- GIVEN REQUEST: Convert the items below into a JSON list of strings, one string per line, skipping blank lines and leaving out the pictures.

- SOURCE DATA:
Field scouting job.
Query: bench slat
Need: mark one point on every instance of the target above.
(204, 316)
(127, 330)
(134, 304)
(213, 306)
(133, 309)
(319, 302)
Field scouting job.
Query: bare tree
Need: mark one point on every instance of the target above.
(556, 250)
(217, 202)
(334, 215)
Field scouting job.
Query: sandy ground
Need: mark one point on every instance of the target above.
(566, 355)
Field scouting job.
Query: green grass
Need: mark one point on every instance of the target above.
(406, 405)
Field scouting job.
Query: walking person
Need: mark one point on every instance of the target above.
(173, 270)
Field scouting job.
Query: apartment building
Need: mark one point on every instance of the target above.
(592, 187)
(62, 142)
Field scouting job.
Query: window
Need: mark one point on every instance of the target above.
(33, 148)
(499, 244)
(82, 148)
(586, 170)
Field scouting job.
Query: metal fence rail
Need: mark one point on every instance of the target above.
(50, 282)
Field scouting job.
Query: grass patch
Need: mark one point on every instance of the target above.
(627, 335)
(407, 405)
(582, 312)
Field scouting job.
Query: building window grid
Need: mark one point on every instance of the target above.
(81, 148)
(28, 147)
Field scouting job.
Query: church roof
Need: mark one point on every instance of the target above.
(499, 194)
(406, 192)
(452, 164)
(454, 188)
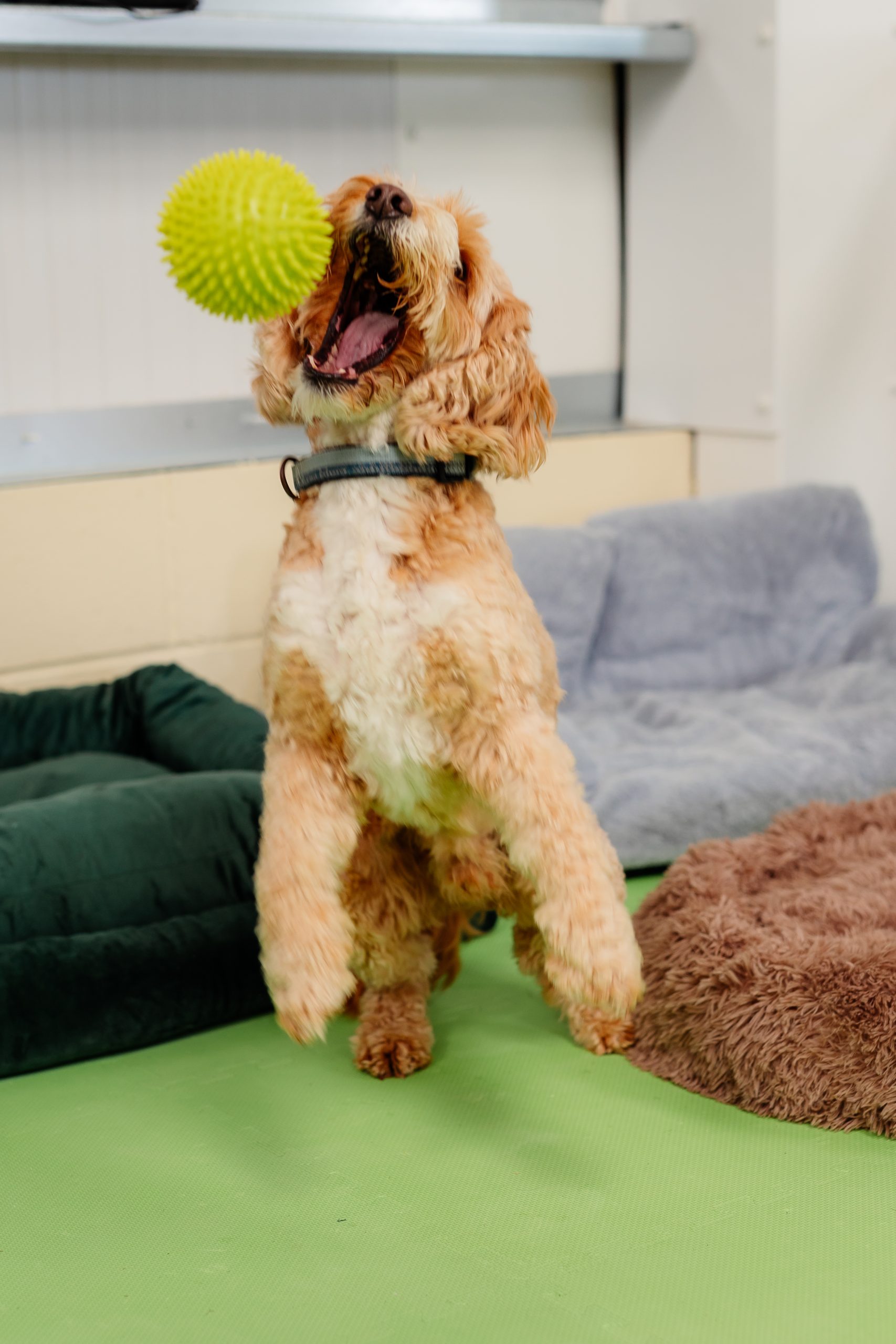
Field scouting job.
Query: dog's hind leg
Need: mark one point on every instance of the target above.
(393, 902)
(527, 776)
(309, 828)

- EXERCISE SOLUTION:
[
  "Field scouting job.",
  "Query: bench slat",
  "Need: mark one point on every instance of the target above.",
  "(204, 316)",
  "(127, 330)",
  "(134, 304)",
  "(213, 306)",
  "(133, 309)",
  "(319, 302)",
  "Field scouting job.",
  "Query: bare tree",
  "Need: mark one point on every instance of the target above.",
  "(556, 250)",
  "(217, 202)",
  "(334, 215)",
  "Field scouting job.",
  "Query: sandy ground",
  "Need: mark one point on every instance of the target above.",
  "(566, 355)",
  "Field scouting job.",
  "Query: green grass",
  "Need: mark one point on every instance of the target above.",
  "(406, 405)",
  "Field scouting job.",
  "Query: walking person",
  "Need: mark one point on every instance of the target above.",
  "(173, 270)",
  "Field scouting job.",
  "Query: apartment building",
  "Need: mark one point on every instance of the target above.",
  "(592, 187)",
  "(62, 142)",
  "Field scouting job.",
  "Query: window",
  "Need: mark one point on every instance of the target above.",
  "(33, 148)",
  "(499, 244)",
  "(82, 148)",
  "(586, 170)",
  "Field scouting job.",
  "Query: metal fence rail",
  "Need: mark one point on every instance of the target above.",
  "(50, 282)",
  "Field scouting job.",
  "Query: grass patch",
  "Need: mark one point on every instance of the target above.",
  "(627, 335)",
  "(407, 405)",
  "(582, 312)",
  "Field scouting job.",
  "Query: building window grid",
  "Need: mark one point on every instance of the target above.",
  "(81, 148)",
  "(28, 147)",
  "Field scouting job.",
  "Query: church roof",
  "Need: mark one point on every instance of the target above.",
  "(499, 194)",
  "(406, 192)",
  "(452, 164)",
  "(454, 188)",
  "Field scouting job.",
  "Query: dog's hind leg",
  "Need: mark one point on every instance of the target above.",
  "(393, 902)",
  "(527, 776)",
  "(309, 828)"
]